> _Your task_: A word-for-word repetition of all the entries is required.

------------

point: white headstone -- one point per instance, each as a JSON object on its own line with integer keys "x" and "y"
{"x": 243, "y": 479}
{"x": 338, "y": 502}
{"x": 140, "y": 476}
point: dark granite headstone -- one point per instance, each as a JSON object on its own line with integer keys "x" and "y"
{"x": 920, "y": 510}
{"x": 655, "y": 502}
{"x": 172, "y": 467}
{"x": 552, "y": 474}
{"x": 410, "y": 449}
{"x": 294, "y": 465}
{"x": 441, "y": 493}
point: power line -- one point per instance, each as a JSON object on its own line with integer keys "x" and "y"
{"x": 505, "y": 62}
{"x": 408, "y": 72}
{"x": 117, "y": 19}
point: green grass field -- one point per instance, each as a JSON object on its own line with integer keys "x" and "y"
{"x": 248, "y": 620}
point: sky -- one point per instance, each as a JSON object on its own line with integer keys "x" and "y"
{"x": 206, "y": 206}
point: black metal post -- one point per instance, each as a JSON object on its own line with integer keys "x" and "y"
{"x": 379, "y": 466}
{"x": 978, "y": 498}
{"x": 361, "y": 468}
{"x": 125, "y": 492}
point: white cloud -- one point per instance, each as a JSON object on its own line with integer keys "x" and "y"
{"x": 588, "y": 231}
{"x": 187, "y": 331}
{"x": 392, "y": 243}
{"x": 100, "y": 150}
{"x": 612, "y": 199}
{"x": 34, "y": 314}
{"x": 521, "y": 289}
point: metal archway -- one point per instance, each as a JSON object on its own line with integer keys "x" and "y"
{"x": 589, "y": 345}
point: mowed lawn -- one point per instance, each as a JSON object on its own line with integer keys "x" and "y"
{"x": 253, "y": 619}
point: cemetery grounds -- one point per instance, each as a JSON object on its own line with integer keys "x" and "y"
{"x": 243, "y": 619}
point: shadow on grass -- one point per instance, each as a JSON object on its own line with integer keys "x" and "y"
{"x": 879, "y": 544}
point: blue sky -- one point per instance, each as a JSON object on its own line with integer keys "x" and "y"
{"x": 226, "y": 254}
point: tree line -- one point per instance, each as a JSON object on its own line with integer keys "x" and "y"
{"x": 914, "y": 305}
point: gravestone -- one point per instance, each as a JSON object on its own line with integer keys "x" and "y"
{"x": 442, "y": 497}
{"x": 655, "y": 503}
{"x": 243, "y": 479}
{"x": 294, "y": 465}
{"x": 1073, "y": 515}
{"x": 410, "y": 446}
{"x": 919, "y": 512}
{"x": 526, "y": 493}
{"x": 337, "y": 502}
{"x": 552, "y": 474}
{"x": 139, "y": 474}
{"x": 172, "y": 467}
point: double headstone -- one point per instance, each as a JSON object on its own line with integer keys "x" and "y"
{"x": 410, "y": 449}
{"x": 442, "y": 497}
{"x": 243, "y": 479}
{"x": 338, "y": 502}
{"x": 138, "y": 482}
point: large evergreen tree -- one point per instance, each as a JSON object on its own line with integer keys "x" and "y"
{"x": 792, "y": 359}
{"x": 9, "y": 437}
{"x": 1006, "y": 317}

------------

> _Your solution_:
point: white headstone -- one point per instance, each as a JSON object on its own line with integer keys "x" and "y"
{"x": 243, "y": 479}
{"x": 338, "y": 502}
{"x": 140, "y": 476}
point: dark granite headstone -- one point per instance, each as a JSON object on its own line with integer keys "x" and "y"
{"x": 920, "y": 510}
{"x": 655, "y": 502}
{"x": 172, "y": 467}
{"x": 552, "y": 474}
{"x": 410, "y": 449}
{"x": 294, "y": 465}
{"x": 441, "y": 493}
point: power line -- one point per instance, each as a JSON object on its own line with integer keys "x" and "y"
{"x": 505, "y": 62}
{"x": 408, "y": 72}
{"x": 117, "y": 19}
point: green grass field -- one point per instance, each as a JSON object on its own line with integer keys "x" and "y"
{"x": 248, "y": 620}
point: sky -- one point per instance, each as a JSON object on its own line with integer keys "x" and "y"
{"x": 206, "y": 206}
point: black metal post -- one point per instance, each as a JSON object on its own line with integer keys "x" and "y"
{"x": 379, "y": 466}
{"x": 978, "y": 498}
{"x": 361, "y": 468}
{"x": 125, "y": 492}
point: white cloud -- one point per instance, each as a JSON object on its own line with integer keys "x" and "y"
{"x": 588, "y": 231}
{"x": 187, "y": 331}
{"x": 392, "y": 243}
{"x": 100, "y": 150}
{"x": 612, "y": 199}
{"x": 34, "y": 314}
{"x": 521, "y": 289}
point: metal archway -- one point per instance, each as a JSON object on its own line with integer keys "x" and "y"
{"x": 589, "y": 345}
point: mowed lawn -- one point per instance, each as a JSON object on its own line with integer keys "x" and "y"
{"x": 253, "y": 619}
point: cemetery grounds -- one point per instance, each as a JSON object on its own line with integer keys "x" and "y"
{"x": 243, "y": 619}
point: shadow on grass -- one point per instance, each as a JSON object on its own line with integer keys "x" and "y"
{"x": 879, "y": 544}
point: blue sky -- one point per instance, each as a JSON object on its own line with integer keys "x" and "y"
{"x": 226, "y": 254}
point: tree line -- one point per instance, each as a JSON object on its own line with integer keys "x" and "y"
{"x": 914, "y": 305}
point: gravestone -- one point per instance, each as a JSON object on its own line with integer keys "x" and "y"
{"x": 442, "y": 497}
{"x": 655, "y": 503}
{"x": 243, "y": 479}
{"x": 294, "y": 465}
{"x": 1073, "y": 515}
{"x": 410, "y": 446}
{"x": 919, "y": 512}
{"x": 526, "y": 493}
{"x": 337, "y": 502}
{"x": 552, "y": 474}
{"x": 139, "y": 474}
{"x": 172, "y": 467}
point: double headstone -- one point per instance, each as a JSON object on its own line with integer keys "x" and "y"
{"x": 410, "y": 449}
{"x": 442, "y": 497}
{"x": 243, "y": 479}
{"x": 338, "y": 502}
{"x": 138, "y": 482}
point: large evergreen tree -- one point per instance, each as a JSON object on its own line with integer keys "x" and "y"
{"x": 792, "y": 359}
{"x": 9, "y": 437}
{"x": 1006, "y": 317}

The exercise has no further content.